▶ [Work to be completed] Reproduce each line exactly.

▶ [Record list]
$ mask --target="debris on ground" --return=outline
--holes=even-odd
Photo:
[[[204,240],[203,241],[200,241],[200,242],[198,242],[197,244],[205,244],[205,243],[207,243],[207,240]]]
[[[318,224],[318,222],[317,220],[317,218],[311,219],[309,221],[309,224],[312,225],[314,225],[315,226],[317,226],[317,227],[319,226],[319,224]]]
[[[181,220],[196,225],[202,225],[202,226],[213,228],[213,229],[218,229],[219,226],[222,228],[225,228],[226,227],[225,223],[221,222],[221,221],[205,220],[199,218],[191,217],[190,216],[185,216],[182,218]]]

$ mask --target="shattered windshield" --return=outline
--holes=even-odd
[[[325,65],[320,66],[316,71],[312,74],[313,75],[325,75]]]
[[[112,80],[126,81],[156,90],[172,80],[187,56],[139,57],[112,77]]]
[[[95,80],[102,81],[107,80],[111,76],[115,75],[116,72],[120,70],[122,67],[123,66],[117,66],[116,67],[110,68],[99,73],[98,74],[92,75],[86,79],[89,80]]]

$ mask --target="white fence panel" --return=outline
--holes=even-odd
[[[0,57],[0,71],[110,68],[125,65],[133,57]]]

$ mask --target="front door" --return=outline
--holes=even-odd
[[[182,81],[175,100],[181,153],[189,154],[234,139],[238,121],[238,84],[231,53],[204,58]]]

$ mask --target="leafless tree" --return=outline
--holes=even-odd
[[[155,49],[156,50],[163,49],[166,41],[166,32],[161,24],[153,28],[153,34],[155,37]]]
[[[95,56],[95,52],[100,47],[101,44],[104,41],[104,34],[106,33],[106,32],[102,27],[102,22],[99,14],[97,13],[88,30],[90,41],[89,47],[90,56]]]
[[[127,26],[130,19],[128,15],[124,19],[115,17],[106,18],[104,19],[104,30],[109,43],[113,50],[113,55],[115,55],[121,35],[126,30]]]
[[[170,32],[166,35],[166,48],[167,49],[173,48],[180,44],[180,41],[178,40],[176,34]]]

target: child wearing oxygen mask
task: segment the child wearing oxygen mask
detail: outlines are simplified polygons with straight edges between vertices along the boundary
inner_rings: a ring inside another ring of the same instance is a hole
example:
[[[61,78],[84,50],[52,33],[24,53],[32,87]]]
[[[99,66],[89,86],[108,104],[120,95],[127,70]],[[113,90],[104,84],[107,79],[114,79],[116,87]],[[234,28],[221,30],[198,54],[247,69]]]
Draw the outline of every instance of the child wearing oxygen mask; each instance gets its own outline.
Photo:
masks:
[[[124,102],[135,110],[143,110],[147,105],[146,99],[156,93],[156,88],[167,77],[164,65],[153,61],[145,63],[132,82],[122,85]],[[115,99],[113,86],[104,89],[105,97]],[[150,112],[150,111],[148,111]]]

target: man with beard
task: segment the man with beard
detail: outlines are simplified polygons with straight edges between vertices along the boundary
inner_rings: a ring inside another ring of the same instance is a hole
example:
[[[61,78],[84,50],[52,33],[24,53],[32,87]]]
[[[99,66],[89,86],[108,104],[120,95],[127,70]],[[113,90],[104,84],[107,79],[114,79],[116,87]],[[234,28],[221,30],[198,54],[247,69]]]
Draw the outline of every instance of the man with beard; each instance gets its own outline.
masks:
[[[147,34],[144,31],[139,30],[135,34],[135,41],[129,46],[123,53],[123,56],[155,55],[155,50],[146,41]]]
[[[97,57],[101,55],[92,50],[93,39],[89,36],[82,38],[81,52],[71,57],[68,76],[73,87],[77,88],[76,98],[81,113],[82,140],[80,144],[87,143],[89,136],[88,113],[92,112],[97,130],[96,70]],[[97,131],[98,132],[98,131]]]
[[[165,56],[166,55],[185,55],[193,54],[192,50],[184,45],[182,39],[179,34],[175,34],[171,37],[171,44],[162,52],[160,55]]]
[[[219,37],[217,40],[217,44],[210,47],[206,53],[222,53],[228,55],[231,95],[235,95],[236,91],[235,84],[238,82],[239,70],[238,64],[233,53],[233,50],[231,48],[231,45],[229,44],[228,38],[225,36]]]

▶ [The output]
$ mask --target="debris on ground" --return=outline
--holes=even-odd
Photo:
[[[204,240],[203,241],[200,241],[200,242],[198,242],[197,244],[205,244],[205,243],[207,243],[207,240]]]
[[[318,224],[318,222],[317,220],[317,218],[311,219],[309,221],[309,224],[312,225],[314,225],[315,226],[317,226],[317,227],[319,226],[319,224]]]
[[[181,220],[196,225],[202,225],[202,226],[213,228],[213,229],[218,229],[219,226],[222,228],[225,228],[226,227],[225,223],[221,222],[221,221],[205,220],[199,218],[191,217],[190,216],[185,216],[182,218]]]

$ mask --target="shattered windshield" --return=outline
--holes=even-odd
[[[325,65],[320,66],[316,71],[312,74],[313,75],[325,75]]]
[[[112,80],[126,81],[156,90],[172,80],[187,56],[139,57],[112,77]]]
[[[95,80],[102,81],[107,80],[111,76],[115,75],[116,72],[120,70],[122,67],[123,66],[117,66],[116,67],[110,68],[99,73],[98,74],[92,75],[86,79],[89,80]]]

$ mask --target="white fence panel" --return=outline
--holes=even-odd
[[[0,57],[0,71],[110,68],[125,65],[133,57]]]

$ mask --target="front door" --return=outline
--holes=even-odd
[[[182,81],[175,100],[181,153],[189,154],[234,139],[238,121],[238,84],[231,53],[204,58]]]

$ mask --target="leafless tree" --return=outline
--holes=even-odd
[[[155,49],[156,50],[163,49],[166,41],[166,32],[161,24],[153,28],[153,34],[155,37]]]
[[[95,56],[95,52],[100,47],[101,44],[104,41],[104,34],[106,33],[106,32],[102,27],[102,22],[99,14],[97,13],[88,30],[90,41],[89,47],[90,56]]]
[[[127,26],[130,19],[128,15],[124,19],[115,17],[106,18],[104,19],[104,30],[109,43],[113,50],[113,55],[115,55],[121,35],[126,30]]]
[[[170,32],[166,35],[166,48],[167,49],[173,48],[180,44],[180,41],[178,40],[176,34]]]

target: child wearing oxygen mask
task: segment the child wearing oxygen mask
detail: outlines are simplified polygons with straight edges between vertices along the boundary
inner_rings: a ring inside another ring of the same instance is a hole
example:
[[[61,78],[84,50],[52,33],[24,53],[32,87]]]
[[[99,66],[89,86],[108,104],[120,95],[127,70]],[[113,90],[104,84],[107,79],[114,79],[116,87]],[[234,28],[221,30],[198,54],[247,69]]]
Draw the outline of every instance of the child wearing oxygen mask; each instance gets its own outline.
Photo:
masks:
[[[124,102],[135,110],[143,110],[147,105],[146,99],[156,93],[156,88],[167,77],[164,65],[153,61],[145,63],[132,82],[122,85]],[[115,99],[113,86],[104,89],[105,97]],[[150,112],[150,111],[148,111]]]

target: man with beard
task: segment the man with beard
detail: outlines are simplified polygons with straight edges between vertices along the boundary
inner_rings: a ring inside another ring of the same instance is a hole
example:
[[[61,78],[84,50],[52,33],[24,53],[32,87]]]
[[[99,66],[89,86],[108,104],[120,95],[127,70]],[[113,90],[104,84],[107,79],[114,79],[116,87]],[[234,28],[221,30],[198,54],[247,69]]]
Draw the outline of every instance of the man with beard; each instance gets its own outline.
masks:
[[[147,34],[144,31],[139,30],[135,34],[135,41],[129,46],[123,53],[123,56],[155,55],[155,50],[146,41]]]
[[[97,57],[101,55],[92,50],[93,39],[89,36],[82,38],[81,52],[71,57],[68,76],[73,87],[77,88],[76,98],[81,113],[82,140],[80,144],[87,143],[89,136],[88,113],[92,112],[97,130],[96,70]],[[97,131],[98,132],[98,131]]]
[[[165,56],[166,55],[185,55],[193,54],[192,50],[184,45],[182,39],[179,34],[175,34],[171,37],[171,44],[162,52],[160,55]]]
[[[219,37],[217,40],[217,44],[210,47],[206,53],[222,53],[228,55],[231,95],[235,95],[236,91],[235,84],[238,82],[239,70],[238,64],[233,53],[233,50],[231,48],[231,45],[229,44],[228,38],[225,36]]]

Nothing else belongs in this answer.